**EXCERPT TO READ**
────────

Fuel suppliers4 also will be covered by cap and trade; however, how to compute the threshold and surrender obligation is still undecided. For “transportation fuels” (gasoline, diesel and liquid biofuels), computation options identified in the PDR include: net carbon content (with or without some portion of each fuel’s lifecycle emissions), direct combustion emissions and lifecycle carbon intensity factor. Under the ARB’s December 2008 Scoping Plan, these entities were to be included in cap and trade beginning in 2015; however, ARB is also considering bringing these sources into the system as early as 2012.
How Many Allowances Will There Be? §95890, 95910
The PDR sets out an “Allowances Base Budget” for 2012 to 2020; however, these numbers are described as “preliminary and for illustrative purposes only,” to be revised as part of the continued stakeholder participation process on cap setting.”5 However, it is clear from the illustration that the total number of allowances will decrease annually during each compliance period from 2012 to 2020.6 ARB staff contemplates developing a process for administrative adjustments to the base allowance to account for severe over or under allowances while still assuring the integrity of the declining total cap. An adjustment process is also being considered to account for voluntary investment in renewable sources of electricity.

────────

**REQUIRED TASKS**
A - Condense the paragraph of the cap-and-trade excerpt that begins "The PDR sets out an" into a shorter version or a list that keeps its main facts.
B - Retype the section of the cap-and-trade excerpt between "How Many Allowances" and "sources of electricity.", inclusive.
C - In the cap-and-trade excerpt, what year did ARB's December 2008 Scoping Plan set for bringing fuel suppliers into cap and trade?

────────

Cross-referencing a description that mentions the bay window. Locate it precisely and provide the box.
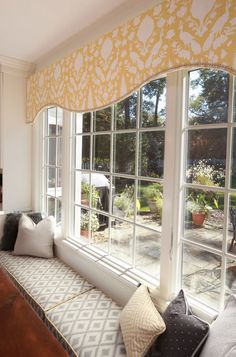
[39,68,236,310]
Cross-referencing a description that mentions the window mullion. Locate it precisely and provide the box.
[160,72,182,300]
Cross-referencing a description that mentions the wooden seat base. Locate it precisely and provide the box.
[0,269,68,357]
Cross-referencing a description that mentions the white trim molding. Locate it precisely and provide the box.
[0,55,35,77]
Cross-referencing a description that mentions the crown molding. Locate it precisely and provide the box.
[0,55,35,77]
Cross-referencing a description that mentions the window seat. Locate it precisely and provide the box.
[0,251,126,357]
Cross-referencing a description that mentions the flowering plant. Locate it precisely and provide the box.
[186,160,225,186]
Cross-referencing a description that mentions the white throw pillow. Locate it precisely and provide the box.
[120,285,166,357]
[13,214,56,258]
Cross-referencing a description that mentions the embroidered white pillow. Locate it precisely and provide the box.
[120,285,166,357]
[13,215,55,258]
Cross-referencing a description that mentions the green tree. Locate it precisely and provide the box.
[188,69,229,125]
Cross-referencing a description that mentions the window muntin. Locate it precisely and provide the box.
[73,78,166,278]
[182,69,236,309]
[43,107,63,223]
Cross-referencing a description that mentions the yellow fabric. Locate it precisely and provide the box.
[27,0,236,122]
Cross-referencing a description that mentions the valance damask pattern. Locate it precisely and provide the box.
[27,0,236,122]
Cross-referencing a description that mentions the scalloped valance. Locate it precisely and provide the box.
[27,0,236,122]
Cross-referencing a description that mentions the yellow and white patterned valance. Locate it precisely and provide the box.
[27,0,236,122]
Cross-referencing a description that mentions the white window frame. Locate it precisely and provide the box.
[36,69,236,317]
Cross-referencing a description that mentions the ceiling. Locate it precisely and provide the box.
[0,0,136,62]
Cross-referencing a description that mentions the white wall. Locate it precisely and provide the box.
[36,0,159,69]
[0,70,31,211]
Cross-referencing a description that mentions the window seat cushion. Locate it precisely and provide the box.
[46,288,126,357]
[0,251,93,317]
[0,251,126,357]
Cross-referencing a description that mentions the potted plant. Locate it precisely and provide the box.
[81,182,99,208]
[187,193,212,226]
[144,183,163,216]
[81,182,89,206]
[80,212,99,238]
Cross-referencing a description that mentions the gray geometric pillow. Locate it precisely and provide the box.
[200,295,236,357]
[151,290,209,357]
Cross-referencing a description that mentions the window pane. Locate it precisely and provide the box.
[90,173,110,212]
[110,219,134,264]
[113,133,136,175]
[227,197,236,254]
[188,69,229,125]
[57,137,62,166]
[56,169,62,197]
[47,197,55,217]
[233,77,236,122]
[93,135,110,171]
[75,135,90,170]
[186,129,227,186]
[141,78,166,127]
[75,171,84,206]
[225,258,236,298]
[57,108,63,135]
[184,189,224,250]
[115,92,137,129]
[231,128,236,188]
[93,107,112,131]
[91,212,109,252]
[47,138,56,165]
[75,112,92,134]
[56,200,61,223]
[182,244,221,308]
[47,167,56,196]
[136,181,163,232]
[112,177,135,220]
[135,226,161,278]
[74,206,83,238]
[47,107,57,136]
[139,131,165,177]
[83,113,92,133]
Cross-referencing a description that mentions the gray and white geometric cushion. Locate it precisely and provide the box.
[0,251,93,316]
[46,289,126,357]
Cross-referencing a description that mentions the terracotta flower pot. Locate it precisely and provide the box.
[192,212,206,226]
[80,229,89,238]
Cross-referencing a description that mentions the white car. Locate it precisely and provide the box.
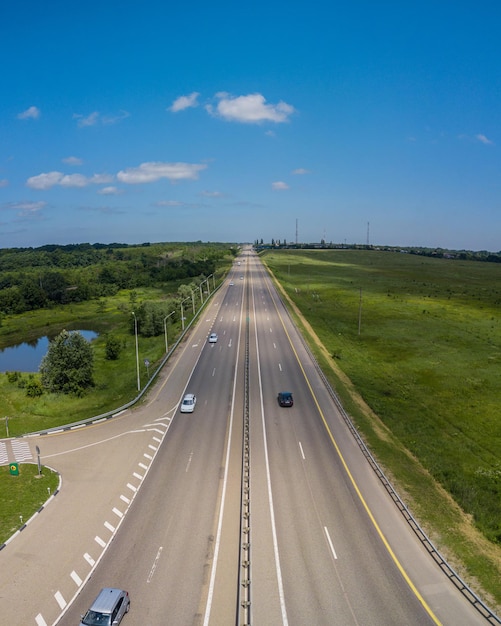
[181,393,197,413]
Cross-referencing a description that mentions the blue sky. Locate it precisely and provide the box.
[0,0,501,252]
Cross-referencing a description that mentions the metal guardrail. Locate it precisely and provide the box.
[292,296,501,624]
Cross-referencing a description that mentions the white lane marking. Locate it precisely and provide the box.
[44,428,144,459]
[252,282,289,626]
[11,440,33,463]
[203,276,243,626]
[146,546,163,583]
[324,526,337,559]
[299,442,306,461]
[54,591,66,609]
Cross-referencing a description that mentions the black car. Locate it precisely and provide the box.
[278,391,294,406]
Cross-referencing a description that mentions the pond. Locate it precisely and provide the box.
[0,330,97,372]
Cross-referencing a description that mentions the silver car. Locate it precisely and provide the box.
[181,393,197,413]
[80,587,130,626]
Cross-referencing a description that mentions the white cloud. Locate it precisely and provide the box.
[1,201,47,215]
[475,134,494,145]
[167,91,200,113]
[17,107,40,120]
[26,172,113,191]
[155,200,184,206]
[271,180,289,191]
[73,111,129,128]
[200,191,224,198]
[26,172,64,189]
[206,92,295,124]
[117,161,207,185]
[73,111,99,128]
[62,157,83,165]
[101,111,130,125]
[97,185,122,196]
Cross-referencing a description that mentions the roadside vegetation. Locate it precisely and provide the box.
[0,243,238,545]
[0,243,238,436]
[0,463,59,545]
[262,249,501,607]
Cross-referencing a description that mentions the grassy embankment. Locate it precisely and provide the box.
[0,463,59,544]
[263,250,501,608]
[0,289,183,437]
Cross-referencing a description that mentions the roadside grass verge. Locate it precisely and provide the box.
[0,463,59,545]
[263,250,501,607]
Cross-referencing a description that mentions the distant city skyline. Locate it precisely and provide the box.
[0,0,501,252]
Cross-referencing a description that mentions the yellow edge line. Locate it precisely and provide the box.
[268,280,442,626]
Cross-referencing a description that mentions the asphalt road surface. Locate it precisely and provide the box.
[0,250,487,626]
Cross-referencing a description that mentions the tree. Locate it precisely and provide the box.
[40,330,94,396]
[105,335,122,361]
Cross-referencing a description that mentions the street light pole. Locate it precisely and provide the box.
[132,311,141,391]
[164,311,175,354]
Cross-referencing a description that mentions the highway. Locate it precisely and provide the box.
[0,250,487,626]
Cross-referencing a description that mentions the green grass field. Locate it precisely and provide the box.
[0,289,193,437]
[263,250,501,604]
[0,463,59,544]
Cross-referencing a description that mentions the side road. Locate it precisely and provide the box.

────────

**ANSWERS BY TASK**
A -
- The PDR gives an "Allowances Base Budget" for 2012 to 2020, but the figures are preliminary and illustrative and will be revised through the stakeholder process on cap setting.
- The illustration shows that the total number of allowances will fall each year in every compliance period from 2012 to 2020.
- ARB staff are considering a way to make administrative adjustments to the base allowance for severe over- or under-allocation while keeping the declining total cap intact.
- An adjustment process is also under consideration to account for voluntary investment in renewable electricity sources.

B -
How Many Allowances Will There Be? §95890, 95910
The PDR sets out an “Allowances Base Budget” for 2012 to 2020; however, these numbers are described as “preliminary and for illustrative purposes only,” to be revised as part of the continued stakeholder participation process on cap setting.”5 However, it is clear from the illustration that the total number of allowances will decrease annually during each compliance period from 2012 to 2020.6 ARB staff contemplates developing a process for administrative adjustments to the base allowance to account for severe over or under allowances while still assuring the integrity of the declining total cap. An adjustment process is also being considered to account for voluntary investment in renewable sources of electricity.

C - 2015